Selected excerpt:
▼
CFP: 375 Years of African American Presence in Maryland

The year 2017 represents the 375th anniversary of African American presence in Maryland. Since the arrival of the first captives from Africa in 1642, people of African descent have contributed significantly to the shaping of Maryland’s culture, economy, and institutions. The organizers of this conference invite panels and individual papers addressing any aspect of the history, culture, and experiences of African Americans in Maryland for presentation at the inaugural conference of the Bowie State University Humanities Initiative at Bowie State University. Possible topics for discussion include, but are not limited to:

  • Slavery and resistance in Maryland, 1642-1864
  • Communities of Free Persons of Color
  • African Americans and the War for Independence
  • African American abolitionists
  • African Americans and the Civil War
  • African Americans, Emancipation, and Reconstruction, 1864-1877
  • African Americans in the Era of Jim Crow
  • Lynching in Maryland
  • The Long Civil Rights Movement in Maryland
  • African Americans and Desegregation in Maryland
  • Black Power in Maryland
  • African American student protests in Maryland
  • African American women in Maryland
  • African American women in politics in Maryland
  • Iota Phi Theta Fraternity and the Iota Sweethearts
  • The Baltimore Uprisings of 1968 and 2015
  • Negro Leagues Baseball in Maryland
  • African Americans and sports in Maryland
  • African American women and sports in Maryland
  • African Americans and education in Maryland
  • African American women and education in Maryland
  • African Americans and “the Achievement Gap” in Maryland
  • African Americans and the legal system
  • African American women and the legal system
  • African American music, literature, and the arts
  • African American women and music, literature, and the arts
  • African Americans and the media
  • African American women and the media
  • African American language, Vernacular Black English, and Communications
  • African American entrepreneurship and Black businesses
  • African American women and Black businesses
  • African American psychologies of oppression and liberation
  • African American families

Individual presentations should be approximately 15-20 minutes in length. Selected papers will be invited for revision, expansion, and peer review in an edited volume published by Johns Hopkins University Press.

The keynote address will be delivered by Dr. Maurice Jackson, Associate Professor of History and African American Studies at Georgetown University, and author of Let This Voice be Heard: Anthony Benezet, Father of Atlantic Abolitionism.
▲
Recorded data:
▼
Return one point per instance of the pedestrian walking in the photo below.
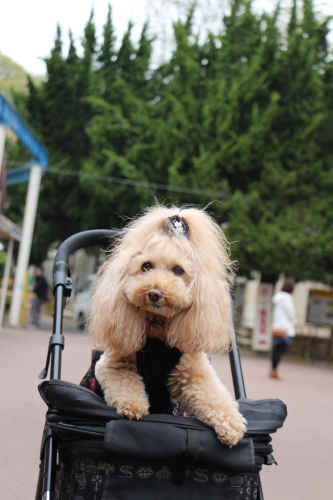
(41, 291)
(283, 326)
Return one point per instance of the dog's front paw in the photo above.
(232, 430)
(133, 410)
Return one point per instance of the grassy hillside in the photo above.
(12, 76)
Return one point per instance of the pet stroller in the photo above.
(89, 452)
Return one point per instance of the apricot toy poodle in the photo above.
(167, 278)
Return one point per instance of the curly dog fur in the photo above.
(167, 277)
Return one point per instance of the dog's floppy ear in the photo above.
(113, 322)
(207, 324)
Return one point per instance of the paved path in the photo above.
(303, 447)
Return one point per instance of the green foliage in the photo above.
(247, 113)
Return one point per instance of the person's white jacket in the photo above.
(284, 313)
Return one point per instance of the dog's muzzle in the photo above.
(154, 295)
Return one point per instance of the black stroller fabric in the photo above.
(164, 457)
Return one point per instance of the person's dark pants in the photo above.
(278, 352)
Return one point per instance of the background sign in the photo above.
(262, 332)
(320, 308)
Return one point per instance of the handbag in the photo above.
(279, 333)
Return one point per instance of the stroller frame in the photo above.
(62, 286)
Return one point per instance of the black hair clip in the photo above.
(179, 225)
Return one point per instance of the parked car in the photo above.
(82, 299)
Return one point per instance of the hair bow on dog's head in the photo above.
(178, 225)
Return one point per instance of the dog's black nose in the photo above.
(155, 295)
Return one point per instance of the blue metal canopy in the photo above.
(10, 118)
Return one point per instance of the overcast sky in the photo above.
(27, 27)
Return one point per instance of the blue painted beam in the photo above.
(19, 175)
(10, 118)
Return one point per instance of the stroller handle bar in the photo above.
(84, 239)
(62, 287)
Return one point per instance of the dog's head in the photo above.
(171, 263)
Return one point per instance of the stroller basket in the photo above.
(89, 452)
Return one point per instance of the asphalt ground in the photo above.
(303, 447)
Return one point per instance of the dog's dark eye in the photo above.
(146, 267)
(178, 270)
▲
Written exercise:
Write the next part of the call for papers on 375 years of African American presence in Maryland, picking up right after its last sentence.

Result of this exercise:
The mission of the BSU Humanities Initiative is to facilitate, promote, and disseminate research in the humanities and related disciplines that is comparative, interdisciplinary, transnational, and innovative in scope and methods in the fields of African, African American, and African Diaspora Studies. The BSU Humanities Initiative provides a forum for interdisciplinary dialogues that highlight the necessary link between the humanities as diverse modes of intellectual inquiry and humanity as experienced in both momentous and quotidian moments. Scholars and students affiliated with the BSU Humanities Initiative engage the following questions: What does it mean to be human? How have people sharing an African heritage in different places and at different times experienced their lives and times? How have they expressed their humanity through the media of arts and letters, as well as through lived human experience? How can this humanistic heritage further enrich African American communities and inspire other peoples around the world?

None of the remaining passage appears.